> Data provided:
**********
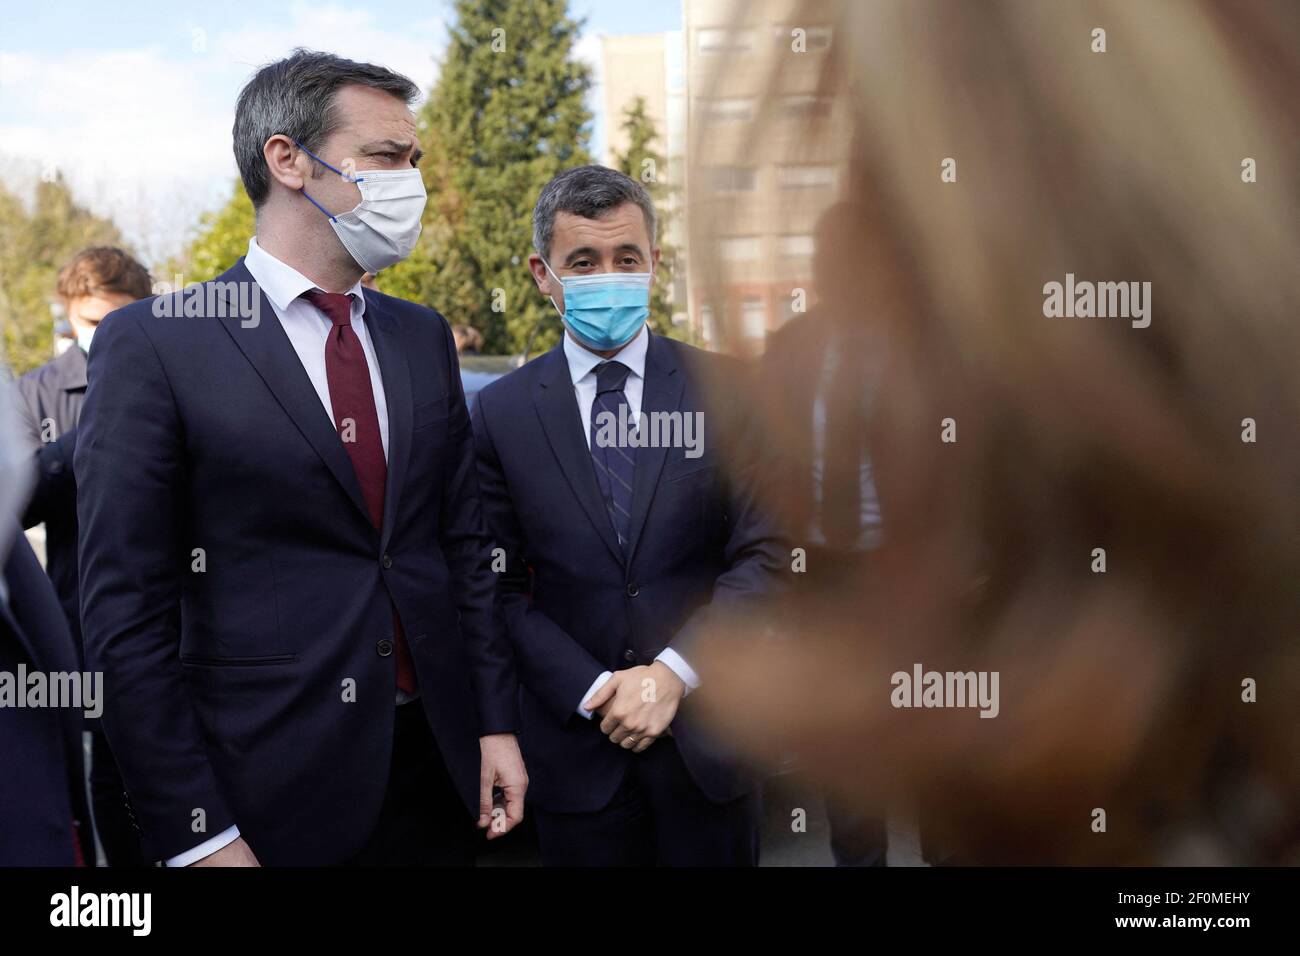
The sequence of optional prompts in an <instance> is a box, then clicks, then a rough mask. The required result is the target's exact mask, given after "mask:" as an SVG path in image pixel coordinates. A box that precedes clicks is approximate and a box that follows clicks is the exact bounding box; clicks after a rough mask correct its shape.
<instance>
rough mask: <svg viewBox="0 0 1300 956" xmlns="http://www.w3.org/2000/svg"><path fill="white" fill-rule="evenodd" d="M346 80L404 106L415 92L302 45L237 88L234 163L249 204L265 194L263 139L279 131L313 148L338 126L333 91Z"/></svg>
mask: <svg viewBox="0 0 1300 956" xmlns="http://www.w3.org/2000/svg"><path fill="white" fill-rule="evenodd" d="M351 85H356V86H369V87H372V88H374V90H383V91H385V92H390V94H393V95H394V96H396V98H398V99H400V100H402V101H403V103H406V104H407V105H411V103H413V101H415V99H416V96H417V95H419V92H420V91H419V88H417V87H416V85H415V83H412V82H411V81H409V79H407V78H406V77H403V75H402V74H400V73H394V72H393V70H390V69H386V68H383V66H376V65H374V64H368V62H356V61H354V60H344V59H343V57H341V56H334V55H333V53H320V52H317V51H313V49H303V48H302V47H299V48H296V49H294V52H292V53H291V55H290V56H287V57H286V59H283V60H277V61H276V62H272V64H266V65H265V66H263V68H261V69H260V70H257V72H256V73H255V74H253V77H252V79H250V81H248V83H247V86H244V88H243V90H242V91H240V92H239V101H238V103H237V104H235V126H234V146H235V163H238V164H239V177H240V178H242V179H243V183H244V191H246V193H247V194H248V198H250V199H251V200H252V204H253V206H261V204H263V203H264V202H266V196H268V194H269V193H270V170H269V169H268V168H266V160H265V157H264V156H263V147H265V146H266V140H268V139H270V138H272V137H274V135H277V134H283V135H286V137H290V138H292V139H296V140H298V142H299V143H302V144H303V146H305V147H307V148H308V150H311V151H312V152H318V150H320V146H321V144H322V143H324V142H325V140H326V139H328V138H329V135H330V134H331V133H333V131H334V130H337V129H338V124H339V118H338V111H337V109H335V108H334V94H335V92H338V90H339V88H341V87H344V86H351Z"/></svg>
**********
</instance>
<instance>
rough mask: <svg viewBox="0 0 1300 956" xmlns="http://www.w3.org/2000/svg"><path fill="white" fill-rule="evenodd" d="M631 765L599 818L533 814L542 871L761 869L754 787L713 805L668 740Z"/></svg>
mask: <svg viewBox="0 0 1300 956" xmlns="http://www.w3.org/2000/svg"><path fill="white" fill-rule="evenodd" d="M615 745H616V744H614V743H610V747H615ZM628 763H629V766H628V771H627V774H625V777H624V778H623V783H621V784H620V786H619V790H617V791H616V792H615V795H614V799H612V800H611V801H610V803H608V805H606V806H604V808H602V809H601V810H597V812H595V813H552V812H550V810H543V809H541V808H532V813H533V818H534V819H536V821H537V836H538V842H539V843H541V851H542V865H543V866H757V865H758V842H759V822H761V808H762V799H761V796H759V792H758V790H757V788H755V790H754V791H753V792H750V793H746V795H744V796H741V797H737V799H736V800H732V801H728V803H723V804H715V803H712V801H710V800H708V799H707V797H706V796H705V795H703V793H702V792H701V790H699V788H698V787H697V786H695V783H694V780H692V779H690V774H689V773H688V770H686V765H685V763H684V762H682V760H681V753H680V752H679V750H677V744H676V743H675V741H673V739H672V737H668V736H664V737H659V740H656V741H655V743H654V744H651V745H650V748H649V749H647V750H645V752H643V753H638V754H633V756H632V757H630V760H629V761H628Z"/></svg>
**********
> Problem to work on:
For the word "instance", show every line of the entries that holds it.

> Response:
The sequence of optional prompts in an <instance> is a box, then clicks, then a rough mask. The required result is the target's exact mask, given after "mask:" as an SVG path in image pixel coordinates. A box that precedes clicks is approximate and a box that follows clicks is the exact bounding box; clicks after a rough mask correct its shape.
<instance>
</instance>
<instance>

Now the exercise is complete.